--- Begin PROVIDED MATERIAL ---

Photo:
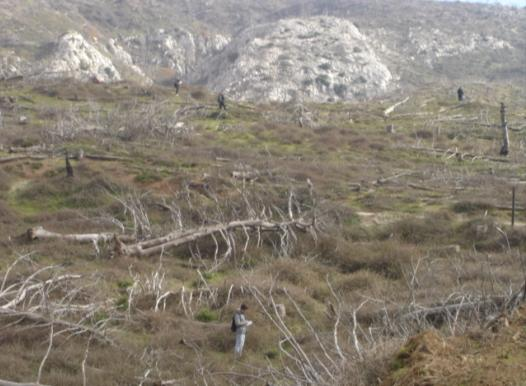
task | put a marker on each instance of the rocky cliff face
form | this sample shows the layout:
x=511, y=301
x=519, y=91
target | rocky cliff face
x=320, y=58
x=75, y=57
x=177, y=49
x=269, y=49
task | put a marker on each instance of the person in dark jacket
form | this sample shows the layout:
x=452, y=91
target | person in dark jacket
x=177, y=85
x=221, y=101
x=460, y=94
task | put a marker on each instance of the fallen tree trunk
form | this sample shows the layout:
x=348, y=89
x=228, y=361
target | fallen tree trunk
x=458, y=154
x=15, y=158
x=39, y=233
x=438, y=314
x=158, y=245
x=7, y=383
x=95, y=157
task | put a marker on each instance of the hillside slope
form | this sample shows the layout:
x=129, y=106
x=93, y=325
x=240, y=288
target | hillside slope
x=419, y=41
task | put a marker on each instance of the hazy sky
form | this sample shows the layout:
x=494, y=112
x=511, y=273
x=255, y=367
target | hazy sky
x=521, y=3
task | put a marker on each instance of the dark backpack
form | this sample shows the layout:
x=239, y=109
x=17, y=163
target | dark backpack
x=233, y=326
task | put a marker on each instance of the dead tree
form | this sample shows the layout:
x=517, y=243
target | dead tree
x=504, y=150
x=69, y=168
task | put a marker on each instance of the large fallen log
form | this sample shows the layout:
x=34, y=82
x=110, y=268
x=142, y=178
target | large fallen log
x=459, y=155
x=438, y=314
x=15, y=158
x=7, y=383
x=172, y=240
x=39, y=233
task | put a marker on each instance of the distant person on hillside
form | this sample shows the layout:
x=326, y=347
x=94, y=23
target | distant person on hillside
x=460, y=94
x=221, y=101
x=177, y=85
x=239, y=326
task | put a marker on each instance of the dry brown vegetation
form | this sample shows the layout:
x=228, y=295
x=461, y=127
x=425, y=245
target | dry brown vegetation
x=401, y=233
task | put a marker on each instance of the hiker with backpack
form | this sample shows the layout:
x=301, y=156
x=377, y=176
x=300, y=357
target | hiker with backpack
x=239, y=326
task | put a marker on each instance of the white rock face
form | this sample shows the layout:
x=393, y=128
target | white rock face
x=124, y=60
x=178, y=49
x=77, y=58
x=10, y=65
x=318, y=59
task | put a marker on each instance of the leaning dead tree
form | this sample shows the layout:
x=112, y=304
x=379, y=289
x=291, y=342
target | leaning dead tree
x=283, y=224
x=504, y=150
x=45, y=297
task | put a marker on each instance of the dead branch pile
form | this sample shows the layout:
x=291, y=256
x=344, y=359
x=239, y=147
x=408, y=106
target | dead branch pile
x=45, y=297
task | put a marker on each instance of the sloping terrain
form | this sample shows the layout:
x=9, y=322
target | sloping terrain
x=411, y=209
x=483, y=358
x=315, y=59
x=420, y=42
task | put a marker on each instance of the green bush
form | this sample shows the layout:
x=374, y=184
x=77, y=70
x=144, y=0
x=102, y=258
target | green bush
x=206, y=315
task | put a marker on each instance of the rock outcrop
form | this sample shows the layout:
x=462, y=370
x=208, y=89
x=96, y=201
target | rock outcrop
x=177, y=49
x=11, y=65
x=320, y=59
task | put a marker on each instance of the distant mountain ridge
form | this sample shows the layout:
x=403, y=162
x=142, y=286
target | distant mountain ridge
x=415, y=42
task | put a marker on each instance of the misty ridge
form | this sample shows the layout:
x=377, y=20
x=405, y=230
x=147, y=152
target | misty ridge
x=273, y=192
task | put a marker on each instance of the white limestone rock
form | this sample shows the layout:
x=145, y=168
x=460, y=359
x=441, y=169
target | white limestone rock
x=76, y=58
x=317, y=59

--- End PROVIDED MATERIAL ---

SHORT EXERCISE - Starting at the line that has "task | put a marker on each instance of the person" and stopping after the line that has "x=69, y=168", switch "hazy" to "cloudy" and give those entries again with nothing else changed.

SOLUTION FOR THIS TASK -
task | put a marker on each instance of the person in dark jacket
form | this sample shows the layout:
x=452, y=91
target | person in dark jacket
x=177, y=85
x=221, y=101
x=460, y=94
task | put a marker on each instance of the fallen tree trunk
form | this sample shows the layout:
x=348, y=89
x=228, y=361
target | fallen tree trunk
x=458, y=154
x=15, y=158
x=39, y=233
x=438, y=314
x=158, y=245
x=7, y=383
x=95, y=157
task | put a marker on each instance of the hillside slope
form | this sample shows the layout:
x=129, y=106
x=93, y=325
x=240, y=288
target | hillside slope
x=419, y=41
task | put a marker on each instance of the cloudy sky
form | this sample shows the layout:
x=494, y=112
x=511, y=273
x=255, y=367
target | cloudy sky
x=521, y=3
task | put a marker on each instance of the dark backpack
form | this sample shows the layout:
x=239, y=109
x=17, y=163
target | dark backpack
x=233, y=326
task | put a marker on each instance of the dead tree
form | this sample shows the layout:
x=517, y=243
target | dead tree
x=504, y=150
x=69, y=168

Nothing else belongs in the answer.